Verilen İstek
Mihrap romanının tanıtım metninde "Yayım Yılı: 2024" ile başlayıp "babasının döneceğine inanır." sözcüklerine kadar süren bölümü hiç değiştirmeden çıkarın.

Alıntı Metin
....................

“Mihrap” Sinem Sal – BuMesele

“Mihrap” Sinem Sal

Kitabın Yazarı: Sinem Sal

Yayınevi: Kara KargaYayınları

Kitap Türü: Roman

Yayım Yılı: 2024

Sayfa Sayısı: 216

Arka Kapak Bilgisi

“Acımı anlatacak kadar şarkı, teşekkür edecek kadar İngilizce biliyorum ama acımı geçirecek kadar şarkı, derdimi anlatacak kadar Türkçe bilmiyorum.”
12 Eylül döneminde babasını kaybeden on yaşındaki Mihrap darbeyle değişen hayatlarını babasının ölümüyle okur. Kırkına kadar ölü, evini ziyaret eder derler. Mihrap da kırk gün içinde darbeyi ortadan kaldırırsa babasının döneceğine inanır.

....................

Veriler
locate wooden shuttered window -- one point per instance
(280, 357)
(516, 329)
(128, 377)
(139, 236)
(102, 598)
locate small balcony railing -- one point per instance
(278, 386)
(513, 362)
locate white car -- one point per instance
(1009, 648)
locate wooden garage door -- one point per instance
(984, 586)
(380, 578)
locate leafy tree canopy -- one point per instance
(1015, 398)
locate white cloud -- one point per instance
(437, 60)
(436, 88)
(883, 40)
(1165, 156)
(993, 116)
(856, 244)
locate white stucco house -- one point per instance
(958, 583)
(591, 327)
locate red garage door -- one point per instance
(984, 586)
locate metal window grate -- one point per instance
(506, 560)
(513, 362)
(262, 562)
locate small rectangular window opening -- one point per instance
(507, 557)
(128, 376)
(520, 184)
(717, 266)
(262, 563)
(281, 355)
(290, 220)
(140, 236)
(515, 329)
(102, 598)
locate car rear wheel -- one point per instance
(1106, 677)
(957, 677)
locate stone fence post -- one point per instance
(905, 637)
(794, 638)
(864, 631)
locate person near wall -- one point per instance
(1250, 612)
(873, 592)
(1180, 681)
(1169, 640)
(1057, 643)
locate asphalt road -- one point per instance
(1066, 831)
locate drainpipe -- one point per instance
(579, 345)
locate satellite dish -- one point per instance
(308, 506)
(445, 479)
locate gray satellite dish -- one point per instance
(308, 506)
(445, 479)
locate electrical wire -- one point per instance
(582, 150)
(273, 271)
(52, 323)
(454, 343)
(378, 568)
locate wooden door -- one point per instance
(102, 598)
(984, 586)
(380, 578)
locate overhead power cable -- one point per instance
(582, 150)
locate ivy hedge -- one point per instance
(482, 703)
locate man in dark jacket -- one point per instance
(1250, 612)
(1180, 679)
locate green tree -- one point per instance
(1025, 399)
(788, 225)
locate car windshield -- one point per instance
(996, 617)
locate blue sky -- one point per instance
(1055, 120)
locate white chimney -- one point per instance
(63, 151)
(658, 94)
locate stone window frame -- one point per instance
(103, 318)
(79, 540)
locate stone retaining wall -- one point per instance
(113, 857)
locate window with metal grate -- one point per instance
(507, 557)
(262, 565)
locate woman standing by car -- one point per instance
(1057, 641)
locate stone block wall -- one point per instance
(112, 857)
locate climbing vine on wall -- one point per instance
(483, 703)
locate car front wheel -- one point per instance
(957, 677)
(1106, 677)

....................

Çıktı
Yayım Yılı: 2024

Sayfa Sayısı: 216

Arka Kapak Bilgisi

“Acımı anlatacak kadar şarkı, teşekkür edecek kadar İngilizce biliyorum ama acımı geçirecek kadar şarkı, derdimi anlatacak kadar Türkçe bilmiyorum.”
12 Eylül döneminde babasını kaybeden on yaşındaki Mihrap darbeyle değişen hayatlarını babasının ölümüyle okur. Kırkına kadar ölü, evini ziyaret eder derler. Mihrap da kırk gün içinde darbeyi ortadan kaldırırsa babasının döneceğine inanır.